╭─ Supplied records
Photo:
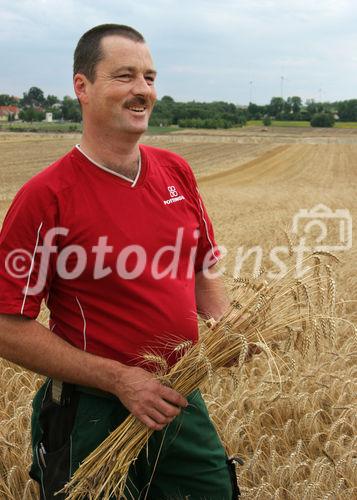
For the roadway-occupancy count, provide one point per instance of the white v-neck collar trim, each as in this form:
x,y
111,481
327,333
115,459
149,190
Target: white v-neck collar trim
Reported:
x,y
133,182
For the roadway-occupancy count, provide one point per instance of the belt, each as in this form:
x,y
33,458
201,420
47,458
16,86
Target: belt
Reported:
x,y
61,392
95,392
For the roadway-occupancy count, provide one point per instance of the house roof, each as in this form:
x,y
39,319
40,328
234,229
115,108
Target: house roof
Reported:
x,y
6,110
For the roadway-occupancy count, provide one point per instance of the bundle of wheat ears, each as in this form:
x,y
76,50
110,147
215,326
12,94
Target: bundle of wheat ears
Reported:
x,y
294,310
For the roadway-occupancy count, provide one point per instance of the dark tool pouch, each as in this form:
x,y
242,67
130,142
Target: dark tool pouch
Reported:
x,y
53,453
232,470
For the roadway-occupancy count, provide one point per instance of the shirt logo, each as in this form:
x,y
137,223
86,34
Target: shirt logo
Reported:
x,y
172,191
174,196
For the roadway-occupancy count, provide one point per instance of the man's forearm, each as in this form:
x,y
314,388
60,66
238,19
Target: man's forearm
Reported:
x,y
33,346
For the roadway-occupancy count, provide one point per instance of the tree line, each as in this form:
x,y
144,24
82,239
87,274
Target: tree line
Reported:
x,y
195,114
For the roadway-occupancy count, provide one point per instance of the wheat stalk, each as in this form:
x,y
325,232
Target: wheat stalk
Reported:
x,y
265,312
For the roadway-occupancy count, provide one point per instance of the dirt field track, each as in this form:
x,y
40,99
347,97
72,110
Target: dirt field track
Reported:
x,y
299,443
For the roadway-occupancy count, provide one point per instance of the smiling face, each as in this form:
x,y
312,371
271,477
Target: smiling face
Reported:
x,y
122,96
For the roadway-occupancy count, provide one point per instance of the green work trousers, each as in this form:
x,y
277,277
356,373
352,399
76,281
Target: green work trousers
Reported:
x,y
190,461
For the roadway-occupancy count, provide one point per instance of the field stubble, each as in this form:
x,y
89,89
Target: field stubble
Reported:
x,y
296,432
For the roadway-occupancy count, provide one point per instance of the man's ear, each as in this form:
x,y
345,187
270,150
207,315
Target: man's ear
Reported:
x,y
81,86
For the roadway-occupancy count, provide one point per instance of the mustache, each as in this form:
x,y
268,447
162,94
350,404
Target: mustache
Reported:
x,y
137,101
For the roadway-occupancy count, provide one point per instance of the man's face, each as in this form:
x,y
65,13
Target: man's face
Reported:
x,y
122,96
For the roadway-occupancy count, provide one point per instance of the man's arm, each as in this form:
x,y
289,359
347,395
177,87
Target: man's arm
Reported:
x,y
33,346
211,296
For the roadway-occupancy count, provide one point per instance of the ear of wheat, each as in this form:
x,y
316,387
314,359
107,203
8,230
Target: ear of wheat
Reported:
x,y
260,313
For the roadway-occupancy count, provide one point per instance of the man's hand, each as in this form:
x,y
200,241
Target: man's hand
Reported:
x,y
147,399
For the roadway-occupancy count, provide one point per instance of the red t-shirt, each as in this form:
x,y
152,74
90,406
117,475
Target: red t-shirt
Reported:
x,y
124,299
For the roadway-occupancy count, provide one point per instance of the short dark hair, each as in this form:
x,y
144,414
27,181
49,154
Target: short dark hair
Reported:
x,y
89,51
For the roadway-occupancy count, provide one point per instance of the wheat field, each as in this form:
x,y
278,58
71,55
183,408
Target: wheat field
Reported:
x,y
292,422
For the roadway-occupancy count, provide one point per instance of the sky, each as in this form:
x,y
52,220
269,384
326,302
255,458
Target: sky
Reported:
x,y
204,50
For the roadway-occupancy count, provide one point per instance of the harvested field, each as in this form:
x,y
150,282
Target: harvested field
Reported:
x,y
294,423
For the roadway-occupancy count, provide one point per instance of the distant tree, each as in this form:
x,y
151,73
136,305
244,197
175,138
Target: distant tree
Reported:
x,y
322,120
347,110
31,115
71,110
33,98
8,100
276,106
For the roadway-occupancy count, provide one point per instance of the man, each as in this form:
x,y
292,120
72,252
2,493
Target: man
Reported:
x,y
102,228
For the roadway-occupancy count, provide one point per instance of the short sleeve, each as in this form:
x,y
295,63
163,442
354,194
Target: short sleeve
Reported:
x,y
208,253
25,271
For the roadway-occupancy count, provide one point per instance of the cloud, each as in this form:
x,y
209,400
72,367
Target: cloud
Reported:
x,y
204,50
╰─
## Directive
Reproduce all the lines above verbatim, leaving out the pictures.

## Solution to the problem
Photo:
For the roadway-occupancy count, provide one point per instance of the white v-neck collar trim, each as in this form:
x,y
111,481
327,333
115,459
149,190
Target: white v-neck collar trim
Reported:
x,y
133,182
For the roadway-occupancy count, provide one point per instance of the belt, each as in this form:
x,y
33,458
201,420
47,458
16,86
Target: belt
Reported:
x,y
61,392
95,392
For the roadway-occupancy count, provide one point per instance of the house roof, each as in this form:
x,y
39,319
40,328
234,229
115,108
Target: house roof
Reported:
x,y
6,110
For the roadway-occupancy count, provide one point per instance of the bundle of wheat ears, each as in this form:
x,y
76,50
110,147
215,326
12,94
Target: bundle of wheat ears
Reported:
x,y
294,310
For the roadway-occupancy count, provide one point per instance of the dark tool pouch, each as in this form:
x,y
242,67
130,142
Target: dark tool pouch
Reported:
x,y
53,453
232,470
For the roadway-occupancy count, provide one point per instance of the shirt logo, each as in this form:
x,y
137,223
86,34
Target: shirt logo
Reported:
x,y
172,191
174,196
For the roadway-occupancy count, provide one point per instance of the man's forearm, each as in this form:
x,y
314,388
60,66
238,19
Target: man's forearm
Reported:
x,y
33,346
For the roadway-occupancy count, provide one point per instance of the tree line, each as in this form:
x,y
144,24
82,239
87,274
Target: tree line
Reported:
x,y
195,114
For the roadway-occupancy count, provide one point per instance of the wheat stalk, each as in this form:
x,y
325,232
Target: wheat stalk
Reported:
x,y
265,312
For the roadway-occupancy count, provide one point per instance of the dirt field track, each as in this form:
x,y
40,99
347,97
72,110
Target: dirt field track
Reported:
x,y
299,443
For the roadway-occupancy count, provide one point per instance of the smiling face, each as in this form:
x,y
312,371
271,477
Target: smiling face
Reported:
x,y
122,96
For the roadway-occupancy count, provide one point per instance of the green work trousers, each as in this form:
x,y
277,277
356,373
352,399
76,281
Target: green work trousers
Reported:
x,y
190,461
For the roadway-occupancy count, provide one point per instance of the field stubble, each as in this form:
x,y
89,89
Target: field stubble
Reported:
x,y
296,432
For the roadway-occupancy count, provide one point per instance of the man's ear, each as in this form:
x,y
345,187
270,150
207,315
Target: man's ear
Reported:
x,y
81,86
For the roadway-occupancy count, provide one point per instance of the mustache, each as in this form:
x,y
268,447
162,94
350,404
Target: mustache
Reported:
x,y
137,101
For the roadway-occupancy count, provide one point per instance of the man's face, each as in this form:
x,y
65,13
Target: man's face
Reported:
x,y
122,96
For the roadway-occupancy count, provide one point per instance of the man's arm, each as in this form:
x,y
289,359
347,395
177,87
Target: man's arm
Reported:
x,y
33,346
211,296
For the roadway-occupancy count, provide one point per instance of the ear of wheat, each as in this form:
x,y
316,387
314,359
107,203
8,230
Target: ear of wheat
Reported:
x,y
260,313
For the roadway-occupancy count, provide one point per instance of the man's hand, each as in this form:
x,y
200,241
Target: man's hand
Reported:
x,y
147,399
For the roadway-occupancy count, provide one point per instance of the red t-shirt, each as in this form:
x,y
152,74
90,406
117,475
Target: red t-shirt
Reported:
x,y
124,299
For the roadway-occupancy count, provide one point per instance of the short dark hair, each as in this form:
x,y
144,414
27,181
49,154
Target: short dark hair
Reported:
x,y
89,51
For the roadway-occupancy count, provide one point per instance of the wheat field, each as in this form:
x,y
278,58
71,55
183,408
Target: wheat field
Reported:
x,y
292,422
For the roadway-occupancy count, provide one point per instance of the sky, each as in this form:
x,y
52,220
269,384
326,302
255,458
Target: sky
Reported:
x,y
204,50
For the roadway-occupancy count, provide one point per instance of the harvested field, each as in this form:
x,y
150,282
Target: harvested field
Reported:
x,y
294,423
For the roadway-occupancy count, provide one point per instance of the distant tree, each as in this form:
x,y
151,73
136,305
244,197
175,138
Target: distant tree
Reported:
x,y
322,120
347,110
31,115
71,110
33,98
8,100
276,106
For the roadway-occupancy count, provide one point per instance of the man, each as in this form:
x,y
292,120
72,252
2,493
Target: man
Reported:
x,y
102,228
For the roadway-occupancy count, provide one point per instance of the short sleeve, each as in this form:
x,y
295,63
163,442
354,194
Target: short sleeve
Reported:
x,y
208,253
25,271
For the roadway-occupancy count, provide one point per instance of the cloud, each as in this form:
x,y
209,400
72,367
Target: cloud
Reported:
x,y
204,50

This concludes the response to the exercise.